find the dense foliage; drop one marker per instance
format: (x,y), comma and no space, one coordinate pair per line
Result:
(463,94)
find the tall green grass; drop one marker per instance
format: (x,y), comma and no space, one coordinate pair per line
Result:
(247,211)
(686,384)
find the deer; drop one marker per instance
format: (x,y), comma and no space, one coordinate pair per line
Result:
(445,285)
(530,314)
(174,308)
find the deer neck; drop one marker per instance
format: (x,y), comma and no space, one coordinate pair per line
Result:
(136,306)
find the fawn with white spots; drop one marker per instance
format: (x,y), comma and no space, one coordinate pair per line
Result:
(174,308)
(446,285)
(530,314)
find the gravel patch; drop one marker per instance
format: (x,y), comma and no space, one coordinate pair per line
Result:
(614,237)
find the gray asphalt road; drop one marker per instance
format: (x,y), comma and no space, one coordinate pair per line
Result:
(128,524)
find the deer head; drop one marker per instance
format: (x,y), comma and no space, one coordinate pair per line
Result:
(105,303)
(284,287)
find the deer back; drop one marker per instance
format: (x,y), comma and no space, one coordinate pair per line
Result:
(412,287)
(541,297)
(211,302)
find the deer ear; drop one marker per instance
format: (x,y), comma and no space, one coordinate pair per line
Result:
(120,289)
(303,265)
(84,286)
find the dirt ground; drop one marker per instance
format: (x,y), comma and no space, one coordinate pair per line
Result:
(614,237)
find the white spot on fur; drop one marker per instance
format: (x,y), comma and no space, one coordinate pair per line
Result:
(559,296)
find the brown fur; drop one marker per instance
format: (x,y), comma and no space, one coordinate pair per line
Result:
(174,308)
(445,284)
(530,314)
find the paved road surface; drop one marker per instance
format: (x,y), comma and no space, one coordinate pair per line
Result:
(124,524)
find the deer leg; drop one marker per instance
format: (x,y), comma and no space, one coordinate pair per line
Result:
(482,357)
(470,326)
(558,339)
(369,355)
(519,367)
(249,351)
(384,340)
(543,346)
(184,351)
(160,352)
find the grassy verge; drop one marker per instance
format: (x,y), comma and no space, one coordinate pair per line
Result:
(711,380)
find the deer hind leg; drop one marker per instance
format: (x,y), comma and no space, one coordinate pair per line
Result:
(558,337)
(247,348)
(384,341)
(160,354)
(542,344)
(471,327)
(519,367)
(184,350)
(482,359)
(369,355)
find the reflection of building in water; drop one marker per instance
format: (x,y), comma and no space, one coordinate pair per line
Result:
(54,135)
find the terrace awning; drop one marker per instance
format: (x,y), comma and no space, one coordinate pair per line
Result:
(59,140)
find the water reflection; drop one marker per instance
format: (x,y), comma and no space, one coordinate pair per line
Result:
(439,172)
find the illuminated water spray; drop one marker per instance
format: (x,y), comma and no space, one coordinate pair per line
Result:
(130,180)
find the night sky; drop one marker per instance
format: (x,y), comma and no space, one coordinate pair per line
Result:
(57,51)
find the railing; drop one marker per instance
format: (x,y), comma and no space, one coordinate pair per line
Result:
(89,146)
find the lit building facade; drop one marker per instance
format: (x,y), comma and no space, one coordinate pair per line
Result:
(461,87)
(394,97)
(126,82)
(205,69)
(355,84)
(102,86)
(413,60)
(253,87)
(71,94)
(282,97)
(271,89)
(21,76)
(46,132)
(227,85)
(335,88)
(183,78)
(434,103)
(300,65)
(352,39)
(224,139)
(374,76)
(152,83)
++++
■ **Aim of the exercise**:
Return only the lines between the one holding "find the gray" and the one holding "find the deer back;", inclusive, exactly as they appear above.

■ **Your response**:
find the gray asphalt road; drop one marker per instance
format: (x,y), comma and no space, one coordinate pair per line
Result:
(128,524)
find the deer head; drop one marker per instance
format: (x,y), comma and no space, one coordinate pair per line
Result:
(105,303)
(284,287)
find the deer back; drop one marker per instance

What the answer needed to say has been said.